Set task
All the data should come back exactly as it was given.

--- start of Recorded information ---

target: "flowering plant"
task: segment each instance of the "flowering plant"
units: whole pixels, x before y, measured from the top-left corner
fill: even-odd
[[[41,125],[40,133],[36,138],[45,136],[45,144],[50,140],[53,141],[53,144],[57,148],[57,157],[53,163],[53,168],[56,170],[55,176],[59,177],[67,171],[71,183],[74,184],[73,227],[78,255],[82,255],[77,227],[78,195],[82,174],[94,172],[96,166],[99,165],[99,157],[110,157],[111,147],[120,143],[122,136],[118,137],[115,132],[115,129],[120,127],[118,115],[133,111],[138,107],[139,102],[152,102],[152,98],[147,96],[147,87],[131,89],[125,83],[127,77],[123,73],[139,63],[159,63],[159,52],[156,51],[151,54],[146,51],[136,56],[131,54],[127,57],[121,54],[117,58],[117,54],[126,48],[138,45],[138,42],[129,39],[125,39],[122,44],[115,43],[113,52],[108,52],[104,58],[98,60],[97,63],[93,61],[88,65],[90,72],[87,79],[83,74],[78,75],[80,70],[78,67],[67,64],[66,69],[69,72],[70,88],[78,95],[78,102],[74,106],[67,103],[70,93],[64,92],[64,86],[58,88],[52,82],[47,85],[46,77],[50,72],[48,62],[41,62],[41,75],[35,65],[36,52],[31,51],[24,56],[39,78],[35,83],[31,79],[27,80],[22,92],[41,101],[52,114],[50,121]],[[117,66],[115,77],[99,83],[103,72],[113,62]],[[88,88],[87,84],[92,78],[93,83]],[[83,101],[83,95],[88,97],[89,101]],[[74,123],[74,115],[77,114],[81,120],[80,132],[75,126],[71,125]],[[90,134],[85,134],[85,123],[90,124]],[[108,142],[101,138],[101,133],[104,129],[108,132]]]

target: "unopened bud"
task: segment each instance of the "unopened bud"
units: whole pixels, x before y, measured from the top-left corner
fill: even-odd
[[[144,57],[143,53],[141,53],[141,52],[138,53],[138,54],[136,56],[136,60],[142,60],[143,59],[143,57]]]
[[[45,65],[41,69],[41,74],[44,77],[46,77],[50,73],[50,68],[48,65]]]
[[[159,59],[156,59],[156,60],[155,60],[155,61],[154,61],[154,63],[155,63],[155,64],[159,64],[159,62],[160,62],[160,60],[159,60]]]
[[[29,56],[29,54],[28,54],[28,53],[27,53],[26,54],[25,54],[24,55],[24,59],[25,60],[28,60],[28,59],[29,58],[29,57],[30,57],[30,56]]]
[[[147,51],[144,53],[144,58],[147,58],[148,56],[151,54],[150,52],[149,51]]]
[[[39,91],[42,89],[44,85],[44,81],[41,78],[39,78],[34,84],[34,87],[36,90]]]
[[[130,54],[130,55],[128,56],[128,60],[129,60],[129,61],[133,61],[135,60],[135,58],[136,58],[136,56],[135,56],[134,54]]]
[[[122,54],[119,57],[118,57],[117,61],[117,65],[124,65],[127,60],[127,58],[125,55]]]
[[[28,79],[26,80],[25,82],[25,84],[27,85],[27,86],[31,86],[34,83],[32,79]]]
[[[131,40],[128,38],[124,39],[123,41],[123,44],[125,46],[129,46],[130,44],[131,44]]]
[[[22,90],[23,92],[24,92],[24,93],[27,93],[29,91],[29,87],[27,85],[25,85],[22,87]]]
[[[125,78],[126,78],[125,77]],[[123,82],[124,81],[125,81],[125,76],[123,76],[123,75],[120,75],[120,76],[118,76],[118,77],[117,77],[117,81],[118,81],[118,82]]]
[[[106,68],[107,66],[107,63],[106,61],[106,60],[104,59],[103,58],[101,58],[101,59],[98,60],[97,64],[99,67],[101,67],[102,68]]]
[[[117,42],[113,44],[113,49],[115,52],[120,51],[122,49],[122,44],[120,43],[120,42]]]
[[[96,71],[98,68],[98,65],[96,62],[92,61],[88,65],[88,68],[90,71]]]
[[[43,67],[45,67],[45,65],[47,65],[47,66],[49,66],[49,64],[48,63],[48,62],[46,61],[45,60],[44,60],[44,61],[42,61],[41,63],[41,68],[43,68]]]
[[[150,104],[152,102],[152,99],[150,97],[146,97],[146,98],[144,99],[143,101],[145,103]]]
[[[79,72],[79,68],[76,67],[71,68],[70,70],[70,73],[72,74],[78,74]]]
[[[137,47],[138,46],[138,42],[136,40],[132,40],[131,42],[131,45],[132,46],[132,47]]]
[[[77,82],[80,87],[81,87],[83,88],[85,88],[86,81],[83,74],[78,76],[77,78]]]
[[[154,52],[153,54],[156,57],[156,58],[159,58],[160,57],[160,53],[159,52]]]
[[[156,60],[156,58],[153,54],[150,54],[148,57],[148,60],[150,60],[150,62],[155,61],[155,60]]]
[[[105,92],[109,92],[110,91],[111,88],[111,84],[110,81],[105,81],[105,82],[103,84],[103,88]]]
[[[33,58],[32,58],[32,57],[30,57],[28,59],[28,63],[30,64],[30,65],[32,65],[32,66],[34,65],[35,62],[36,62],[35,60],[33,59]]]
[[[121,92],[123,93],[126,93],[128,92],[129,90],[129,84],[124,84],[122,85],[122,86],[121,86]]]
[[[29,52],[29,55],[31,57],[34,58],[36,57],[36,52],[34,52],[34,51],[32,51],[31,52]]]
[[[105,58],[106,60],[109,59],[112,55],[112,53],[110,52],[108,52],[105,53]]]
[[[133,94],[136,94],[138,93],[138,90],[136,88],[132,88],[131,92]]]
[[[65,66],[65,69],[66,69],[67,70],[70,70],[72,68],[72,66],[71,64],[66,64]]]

--- end of Recorded information ---

Solution for this problem
target: "flowering plant"
task: segment each instance of the "flowering plant"
units: whole pixels, x before y, measured from the top-left corner
fill: even-odd
[[[41,125],[40,133],[36,138],[45,136],[45,144],[50,140],[53,141],[53,144],[57,148],[57,157],[53,163],[53,168],[56,170],[55,176],[59,177],[67,171],[71,183],[74,184],[73,227],[78,255],[82,255],[77,227],[78,195],[82,174],[94,172],[96,166],[99,165],[99,157],[110,157],[111,147],[120,143],[122,136],[118,137],[115,132],[115,129],[120,127],[118,115],[133,111],[138,107],[139,102],[152,102],[152,98],[147,96],[147,87],[131,89],[125,83],[127,77],[123,73],[139,63],[159,63],[159,52],[156,51],[151,54],[146,51],[136,56],[131,54],[127,57],[121,54],[117,58],[117,54],[126,48],[138,45],[138,42],[129,39],[125,39],[122,44],[115,43],[113,52],[108,52],[104,58],[98,60],[97,63],[93,61],[88,65],[90,72],[87,79],[83,74],[78,75],[80,70],[78,67],[67,64],[66,69],[69,72],[70,88],[78,95],[78,102],[74,106],[67,103],[70,93],[64,92],[64,86],[58,88],[52,82],[47,85],[46,77],[50,72],[48,62],[41,62],[41,75],[35,65],[36,52],[31,51],[24,56],[39,78],[35,83],[31,79],[27,80],[22,92],[41,101],[52,114],[50,121]],[[117,66],[115,77],[99,83],[103,72],[113,62]],[[88,88],[87,84],[92,78],[93,83]],[[83,101],[83,95],[88,97],[89,101]],[[74,123],[74,115],[77,114],[81,120],[80,132],[75,126],[71,125]],[[90,134],[85,134],[85,123],[90,124]],[[108,142],[101,138],[101,133],[104,129],[108,132]]]

target: "unopened bud"
task: segment each instance of the "unopened bud"
units: whole pixels, x before y, measured from the top-left corner
fill: even-odd
[[[144,57],[143,53],[141,53],[141,52],[138,53],[138,54],[136,56],[136,60],[142,60],[143,59],[143,57]]]
[[[45,65],[41,69],[41,74],[44,77],[46,77],[50,73],[50,68],[48,65]]]
[[[159,59],[156,59],[156,60],[155,60],[155,61],[154,61],[154,63],[155,63],[155,64],[159,64],[159,62],[160,62],[160,60],[159,60]]]
[[[29,56],[29,54],[28,54],[28,53],[27,53],[26,54],[25,54],[24,55],[24,59],[25,60],[28,60],[28,59],[29,58],[29,57],[30,57],[30,56]]]
[[[147,51],[144,53],[144,58],[147,58],[148,56],[151,54],[150,52],[149,51]]]
[[[39,91],[42,89],[44,85],[44,81],[41,78],[39,78],[34,84],[34,87],[36,90]]]
[[[130,54],[130,55],[128,56],[128,60],[129,60],[129,61],[133,61],[135,60],[135,58],[136,58],[136,56],[135,56],[134,54]]]
[[[122,54],[119,57],[118,57],[117,61],[117,65],[124,65],[127,60],[127,58],[125,55]]]
[[[28,79],[26,80],[25,82],[25,84],[27,85],[27,86],[31,86],[34,83],[32,79]]]
[[[131,40],[128,38],[124,39],[123,41],[123,44],[125,46],[129,46],[130,44],[131,44]]]
[[[22,90],[23,92],[24,92],[24,93],[27,93],[29,91],[29,87],[27,85],[25,85],[22,87]]]
[[[125,78],[126,78],[125,77]],[[123,82],[124,81],[125,81],[125,76],[123,76],[123,75],[120,75],[120,76],[118,76],[118,77],[117,77],[117,81],[118,81],[118,82]]]
[[[106,68],[107,66],[107,63],[106,61],[106,60],[104,59],[103,58],[101,58],[101,59],[98,60],[97,64],[99,67],[101,67],[102,68]]]
[[[117,42],[113,44],[113,49],[115,52],[120,51],[122,49],[122,44],[120,43],[120,42]]]
[[[96,71],[98,68],[98,65],[96,62],[92,61],[88,65],[88,68],[90,71]]]
[[[43,67],[45,67],[45,65],[47,65],[47,66],[49,66],[49,64],[48,63],[48,62],[46,61],[45,60],[44,60],[44,61],[42,61],[41,63],[41,68],[43,68]]]
[[[150,104],[152,102],[152,99],[150,97],[146,97],[146,98],[144,99],[143,101],[145,103]]]
[[[79,72],[79,68],[76,67],[71,68],[70,70],[70,73],[72,74],[78,74]]]
[[[137,47],[138,46],[138,42],[136,40],[132,40],[131,42],[131,45],[132,46],[132,47]]]
[[[77,82],[80,87],[81,87],[83,88],[85,88],[86,81],[83,74],[78,76],[77,78]]]
[[[154,52],[153,54],[156,57],[156,58],[159,58],[160,57],[160,53],[159,52]]]
[[[156,60],[156,58],[153,54],[150,54],[148,57],[148,60],[150,60],[150,62],[155,61],[155,60]]]
[[[105,92],[109,92],[110,91],[111,88],[111,84],[110,81],[105,81],[105,82],[103,84],[103,88]]]
[[[33,58],[32,58],[32,57],[30,57],[28,59],[28,63],[30,64],[30,65],[32,65],[32,66],[34,65],[35,62],[36,62],[35,60],[33,59]]]
[[[121,92],[123,93],[126,93],[128,92],[129,90],[129,84],[124,84],[122,85],[122,86],[121,86]]]
[[[29,52],[29,55],[31,57],[34,58],[36,57],[36,52],[34,52],[34,51],[32,51],[31,52]]]
[[[105,58],[106,60],[109,59],[112,55],[112,53],[110,52],[108,52],[105,53]]]
[[[133,94],[136,94],[138,93],[138,90],[136,88],[132,88],[131,92]]]
[[[65,66],[65,69],[66,69],[67,70],[70,70],[72,68],[72,66],[71,64],[66,64]]]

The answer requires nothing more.